» **What you should do**
For the copy, please give all of the data again exactly and leave the pictures out.

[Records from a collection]

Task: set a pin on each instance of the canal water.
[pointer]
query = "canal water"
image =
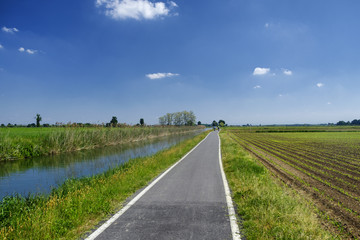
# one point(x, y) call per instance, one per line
point(40, 175)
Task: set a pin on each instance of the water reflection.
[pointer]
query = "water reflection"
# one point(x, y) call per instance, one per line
point(39, 175)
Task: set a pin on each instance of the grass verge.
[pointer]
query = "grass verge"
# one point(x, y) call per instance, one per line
point(267, 209)
point(79, 204)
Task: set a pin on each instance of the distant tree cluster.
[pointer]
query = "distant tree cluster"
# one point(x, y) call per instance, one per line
point(353, 122)
point(178, 118)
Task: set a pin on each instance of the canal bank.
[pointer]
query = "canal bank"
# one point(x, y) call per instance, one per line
point(78, 205)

» **Exercise output**
Task: set a pin on each instance of the canal water.
[pointer]
query = "canal water"
image =
# one point(x, y) call per instance, one per line
point(40, 175)
Task: set a pin on each instance of the water reflection.
[pointer]
query = "water reflection"
# one point(x, y) call per instance, one per line
point(39, 175)
Task: set a pin on each instance of the grass verge.
[pointer]
query = "grass verge"
# one point(x, y) call per instance, one per line
point(267, 209)
point(79, 204)
Task: set a pin on each instance of the distant tree cluster.
[pointer]
query = "distant tree cluster"
# one point(x, y) call per instance, one per line
point(353, 122)
point(178, 118)
Task: set a pin on each instance of the canal bank.
[pointer]
query = "canal bank"
# one point(x, y) call per instance, one per line
point(78, 205)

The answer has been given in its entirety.